■ **Text passage**

Furthermore, the Open Library strives to provide quality bibliographic information for its resources. Much of the information contained herein was created by library professionals, often in the form of cataloging records in MARC format. Other information comes from sources such as online bookstores, publishers, and open online sources such as Wikipedia. Because of its "wiki nature", Open Library can mix and match data from different sources, thus enhancing the traditional library record to include information that helps users find interesting resources and make an informed selection from the large number of published materials that are part of our cultural heritage.

Open Library users themselves can add information to the catalog and even add entire works from another source that the Library has not yet received. Collectively, we can create a new kind of library catalog; one that not only links users to materials, but allows users to engage in the dialog that a community library represents.

The "Things" of the Open Library

The international library community has developed a model of library data (Functional Requirements for Bibliographic Records, or FRBR) that defines the essential things that a library catalog describes. The Open Library embraces the identification of basic things, which in Open Library are called "Types." These Types are entities like Works, Authors, Editions, and Subjects in Open Library, but in fact anything that can be described can be a Type. These Types provide a focus for the user view of the Open Library data. For example, a search on an author results in an author "page" that links to works by the author, subjects the author has written on, and related authors. This is similar to the linked data concept that forms much of the current semantic web activity.

■ **Extracted material**
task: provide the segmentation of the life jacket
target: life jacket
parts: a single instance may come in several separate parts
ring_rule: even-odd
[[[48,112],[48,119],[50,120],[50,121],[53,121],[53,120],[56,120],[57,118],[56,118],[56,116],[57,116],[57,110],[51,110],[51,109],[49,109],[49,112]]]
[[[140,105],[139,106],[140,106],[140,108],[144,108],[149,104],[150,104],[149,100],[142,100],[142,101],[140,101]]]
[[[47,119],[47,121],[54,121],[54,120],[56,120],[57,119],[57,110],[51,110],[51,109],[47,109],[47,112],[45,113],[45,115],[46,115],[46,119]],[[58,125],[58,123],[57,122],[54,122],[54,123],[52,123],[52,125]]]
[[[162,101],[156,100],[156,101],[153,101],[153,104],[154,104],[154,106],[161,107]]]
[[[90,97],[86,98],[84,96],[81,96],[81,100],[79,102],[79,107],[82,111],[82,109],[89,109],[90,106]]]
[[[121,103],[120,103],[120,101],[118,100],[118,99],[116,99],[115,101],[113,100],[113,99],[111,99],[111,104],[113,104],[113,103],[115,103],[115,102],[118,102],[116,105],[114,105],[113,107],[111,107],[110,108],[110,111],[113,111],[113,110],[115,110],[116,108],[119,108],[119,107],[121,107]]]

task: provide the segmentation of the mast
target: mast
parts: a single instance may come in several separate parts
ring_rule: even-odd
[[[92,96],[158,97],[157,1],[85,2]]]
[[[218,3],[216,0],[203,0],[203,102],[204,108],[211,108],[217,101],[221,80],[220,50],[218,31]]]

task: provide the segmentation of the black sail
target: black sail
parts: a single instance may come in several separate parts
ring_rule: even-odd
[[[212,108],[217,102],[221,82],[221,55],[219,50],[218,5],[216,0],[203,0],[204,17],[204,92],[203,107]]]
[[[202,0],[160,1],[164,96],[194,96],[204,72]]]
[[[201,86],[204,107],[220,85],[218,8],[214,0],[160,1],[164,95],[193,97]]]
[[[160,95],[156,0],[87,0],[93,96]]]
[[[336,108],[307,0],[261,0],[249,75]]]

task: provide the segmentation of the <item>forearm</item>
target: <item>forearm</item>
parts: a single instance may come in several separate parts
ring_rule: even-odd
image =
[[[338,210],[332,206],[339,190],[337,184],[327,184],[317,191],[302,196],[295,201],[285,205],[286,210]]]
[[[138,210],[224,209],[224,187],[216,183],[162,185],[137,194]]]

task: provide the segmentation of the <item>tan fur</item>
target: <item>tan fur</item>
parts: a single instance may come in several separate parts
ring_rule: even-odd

■ **Aim of the exercise**
Answer these questions from the Open Library text above:
(a) In what format were the cataloging records created by library professionals often made?
(b) What does the abbreviation FRBR stand for?
(c) What does Open Library call the basic things it identifies?

■ **Final answer**
(a) MARC format.
(b) Functional Requirements for Bibliographic Records.
(c) Types.